PROBLEM REQUIREMENTS ->
Copy all of the rows below word for word, and leave the picture out of your copy.

• • • • •

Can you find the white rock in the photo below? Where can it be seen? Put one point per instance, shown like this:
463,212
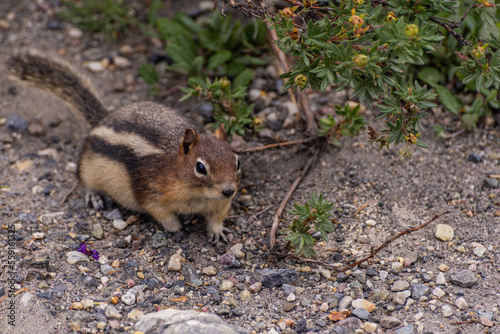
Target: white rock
236,250
344,303
120,224
174,264
226,285
443,232
479,251
438,292
370,327
95,66
461,303
440,279
38,235
447,311
75,33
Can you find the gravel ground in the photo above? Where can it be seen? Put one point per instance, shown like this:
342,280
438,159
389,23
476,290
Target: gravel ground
444,278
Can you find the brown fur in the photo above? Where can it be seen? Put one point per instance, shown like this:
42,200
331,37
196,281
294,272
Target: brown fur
145,156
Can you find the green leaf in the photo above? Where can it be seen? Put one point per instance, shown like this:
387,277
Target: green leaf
431,75
149,74
243,79
218,59
451,102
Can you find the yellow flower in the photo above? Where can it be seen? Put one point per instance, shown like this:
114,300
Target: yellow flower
411,30
300,80
479,49
356,20
360,60
391,17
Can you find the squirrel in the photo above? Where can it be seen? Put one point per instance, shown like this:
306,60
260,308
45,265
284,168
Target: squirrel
148,158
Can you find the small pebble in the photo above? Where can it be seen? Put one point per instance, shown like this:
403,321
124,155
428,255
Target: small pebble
236,251
444,232
461,303
371,222
440,279
226,285
120,224
447,311
438,292
370,327
175,263
98,232
210,271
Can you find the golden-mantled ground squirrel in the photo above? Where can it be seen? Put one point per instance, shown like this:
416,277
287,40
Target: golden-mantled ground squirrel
145,156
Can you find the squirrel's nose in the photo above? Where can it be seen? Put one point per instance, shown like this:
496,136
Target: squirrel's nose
228,192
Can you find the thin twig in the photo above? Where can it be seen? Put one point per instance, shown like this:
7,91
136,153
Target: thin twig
454,134
276,219
311,125
387,242
457,36
361,208
69,193
281,144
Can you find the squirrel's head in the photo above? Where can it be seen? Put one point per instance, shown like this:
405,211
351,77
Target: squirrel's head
208,165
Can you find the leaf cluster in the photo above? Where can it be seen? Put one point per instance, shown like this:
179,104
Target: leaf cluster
376,48
316,211
110,17
218,55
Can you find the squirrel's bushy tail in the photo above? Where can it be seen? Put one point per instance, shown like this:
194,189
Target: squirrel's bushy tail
54,75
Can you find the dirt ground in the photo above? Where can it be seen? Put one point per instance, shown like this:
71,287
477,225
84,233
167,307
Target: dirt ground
37,171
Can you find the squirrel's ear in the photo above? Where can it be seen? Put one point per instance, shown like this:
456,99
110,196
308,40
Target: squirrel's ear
220,133
190,138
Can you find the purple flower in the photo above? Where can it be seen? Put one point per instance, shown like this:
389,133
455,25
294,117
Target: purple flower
87,251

• • • • •

RESPONSE ->
Can you find the white rock in the photo below? Where can it be seen? Put one point per instance, shown like this:
463,212
Target: white rock
236,250
344,303
120,224
174,264
226,285
443,232
479,251
438,292
370,327
95,66
461,303
440,279
38,235
447,311
75,33
Can you find the gravel ground in the photo above? Where can it be seen? Put one point per instance, shown like this:
342,280
438,159
389,23
476,290
Target: gravel ground
444,278
Can you find the brown fur in the photo above? Where can it be seen? Put one point per instance, shown like this:
42,200
331,37
196,281
294,272
Target: brown fur
145,156
Can you find the green leaf in the photo above? Where can it be seen? Put one point per instance, shown like this:
387,277
Target: green leaf
431,75
149,74
243,79
218,59
451,102
Can you find the yellow flower in the photo above? Where can it be seen? Put one point per instance, shown like this:
114,300
Target: yellow flower
411,30
300,80
479,49
356,20
360,60
391,17
Can you find the squirrel in the photo above? Where can it be seen? Put one point per instance, shown like this:
306,60
260,308
45,265
284,168
Target: squirrel
148,158
Can you find the small pebble in the photo above? Where can it be seen? Put one point per instance, shown like this:
403,321
124,155
428,255
Target: small pebble
236,251
444,232
461,303
371,222
440,279
226,285
120,224
447,311
438,292
370,327
175,263
98,232
210,271
Can you find the golden-mantled ground squirrel in the photo above? Where can it be seen? Put one point per instance, shown like this:
416,277
287,40
Target: golden-mantled ground squirrel
145,156
Can you find the squirrel's nose in the photo above? Where can it be seen? Put one point per instance, shown like this:
496,136
Target: squirrel's nose
228,192
Can you find the thin twig in the photo above? Where can it be seen? Put one point per instance, shown like this:
7,91
136,153
Target: thin twig
454,134
276,219
311,125
387,242
457,36
361,208
69,193
281,144
Can you find the squirrel's head in the photo above? Where can it be seen? Put one point per instance, shown like this:
405,211
351,77
Target: squirrel's head
208,165
Can you find the leaf cluster in the photo above? Where can it be seen? Put one point per instance, shown like this:
179,104
Target: leaf cluster
376,48
316,211
110,17
218,55
Can you find the squirrel's bushy tail in the photo above? Where can it be seen? Put one point per instance, shown like this:
194,189
Target: squirrel's bushy tail
54,75
Can you find the dirt ground in the photo above? Where can it be seen? Put one point per instance, shown like this:
71,287
477,225
84,233
167,307
Target: dirt ground
37,171
Can you find the squirrel's ear in the photo above? Where can it be seen? Put one point per instance, shown like this:
456,99
110,196
308,40
Target: squirrel's ear
220,133
190,138
Can you find the purple flower in the photo above? Where can it be seen? Put one point per instance, shown like this:
389,133
455,25
294,117
Target: purple flower
87,251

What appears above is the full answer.